— What the task asks —
Filter the records below down to the lines that contain the string "ridge", matching case exactly, and copy each of those lines.

>> begin Dataset records

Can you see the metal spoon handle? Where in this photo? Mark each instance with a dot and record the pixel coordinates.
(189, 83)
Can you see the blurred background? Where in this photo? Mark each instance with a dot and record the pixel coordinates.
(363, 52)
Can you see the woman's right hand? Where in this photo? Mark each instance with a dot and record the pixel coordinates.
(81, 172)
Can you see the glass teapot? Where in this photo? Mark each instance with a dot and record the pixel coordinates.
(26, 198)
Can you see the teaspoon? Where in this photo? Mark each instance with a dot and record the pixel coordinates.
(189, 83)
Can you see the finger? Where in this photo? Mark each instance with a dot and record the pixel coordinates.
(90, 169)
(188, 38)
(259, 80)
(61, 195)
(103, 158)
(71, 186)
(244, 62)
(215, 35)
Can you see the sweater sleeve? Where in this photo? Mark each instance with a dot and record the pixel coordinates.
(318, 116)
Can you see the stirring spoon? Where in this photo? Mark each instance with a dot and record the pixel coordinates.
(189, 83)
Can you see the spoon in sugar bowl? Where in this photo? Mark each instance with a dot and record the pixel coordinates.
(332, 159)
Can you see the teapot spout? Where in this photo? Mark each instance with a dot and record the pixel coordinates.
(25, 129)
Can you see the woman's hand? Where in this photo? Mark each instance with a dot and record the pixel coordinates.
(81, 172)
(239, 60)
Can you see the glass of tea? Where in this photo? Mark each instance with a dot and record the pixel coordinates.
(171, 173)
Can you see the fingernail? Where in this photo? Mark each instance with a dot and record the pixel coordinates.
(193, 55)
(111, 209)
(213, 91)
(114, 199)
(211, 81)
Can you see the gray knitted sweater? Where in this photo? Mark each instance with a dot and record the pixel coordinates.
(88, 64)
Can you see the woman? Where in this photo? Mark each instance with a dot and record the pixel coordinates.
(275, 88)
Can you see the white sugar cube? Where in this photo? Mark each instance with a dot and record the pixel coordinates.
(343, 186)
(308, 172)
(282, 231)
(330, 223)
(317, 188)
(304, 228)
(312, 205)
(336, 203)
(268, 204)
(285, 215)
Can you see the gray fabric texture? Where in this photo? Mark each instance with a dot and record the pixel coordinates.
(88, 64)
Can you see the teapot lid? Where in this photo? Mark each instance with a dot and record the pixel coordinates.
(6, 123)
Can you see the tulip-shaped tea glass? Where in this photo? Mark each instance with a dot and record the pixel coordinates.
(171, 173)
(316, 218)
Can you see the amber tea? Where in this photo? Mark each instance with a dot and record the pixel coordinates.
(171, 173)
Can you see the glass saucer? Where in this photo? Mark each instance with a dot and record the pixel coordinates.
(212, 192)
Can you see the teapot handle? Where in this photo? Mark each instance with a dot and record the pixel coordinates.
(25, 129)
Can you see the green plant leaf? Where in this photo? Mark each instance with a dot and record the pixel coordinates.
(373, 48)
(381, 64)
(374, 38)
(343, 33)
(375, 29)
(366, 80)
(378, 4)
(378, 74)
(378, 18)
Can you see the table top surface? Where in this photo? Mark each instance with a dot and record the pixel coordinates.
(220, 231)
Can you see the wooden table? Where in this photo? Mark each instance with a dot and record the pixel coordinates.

>> end Dataset records
>> begin Dataset records

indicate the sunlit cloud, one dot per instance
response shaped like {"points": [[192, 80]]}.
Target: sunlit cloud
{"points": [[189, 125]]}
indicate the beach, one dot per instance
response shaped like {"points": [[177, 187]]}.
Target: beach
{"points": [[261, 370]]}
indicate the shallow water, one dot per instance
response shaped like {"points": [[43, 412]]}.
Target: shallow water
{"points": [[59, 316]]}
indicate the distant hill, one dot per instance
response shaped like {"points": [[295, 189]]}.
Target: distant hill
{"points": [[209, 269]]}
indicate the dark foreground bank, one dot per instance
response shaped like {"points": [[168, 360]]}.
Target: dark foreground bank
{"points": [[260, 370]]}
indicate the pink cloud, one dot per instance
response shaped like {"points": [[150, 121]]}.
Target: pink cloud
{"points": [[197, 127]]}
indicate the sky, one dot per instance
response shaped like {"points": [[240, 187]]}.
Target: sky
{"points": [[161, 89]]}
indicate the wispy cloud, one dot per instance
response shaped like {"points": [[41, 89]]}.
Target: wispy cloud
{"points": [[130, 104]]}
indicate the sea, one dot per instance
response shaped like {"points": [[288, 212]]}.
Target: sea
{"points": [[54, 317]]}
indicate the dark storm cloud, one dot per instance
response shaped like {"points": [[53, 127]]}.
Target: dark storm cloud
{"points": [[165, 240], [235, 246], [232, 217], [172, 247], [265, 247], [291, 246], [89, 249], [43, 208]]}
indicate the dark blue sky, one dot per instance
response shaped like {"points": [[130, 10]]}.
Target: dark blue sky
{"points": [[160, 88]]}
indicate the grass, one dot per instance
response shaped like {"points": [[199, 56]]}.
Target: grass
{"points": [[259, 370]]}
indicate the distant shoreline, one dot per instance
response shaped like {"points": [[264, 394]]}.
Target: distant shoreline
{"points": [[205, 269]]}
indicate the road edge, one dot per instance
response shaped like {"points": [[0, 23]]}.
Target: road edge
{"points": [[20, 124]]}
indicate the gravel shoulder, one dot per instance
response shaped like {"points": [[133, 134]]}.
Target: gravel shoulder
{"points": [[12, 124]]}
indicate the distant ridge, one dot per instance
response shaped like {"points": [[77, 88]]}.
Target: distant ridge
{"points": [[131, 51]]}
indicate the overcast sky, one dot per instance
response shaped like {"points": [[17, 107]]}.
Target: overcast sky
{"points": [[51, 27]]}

>> end Dataset records

— Reply to the task —
indicate the distant ridge, one dot per instance
Target: distant ridge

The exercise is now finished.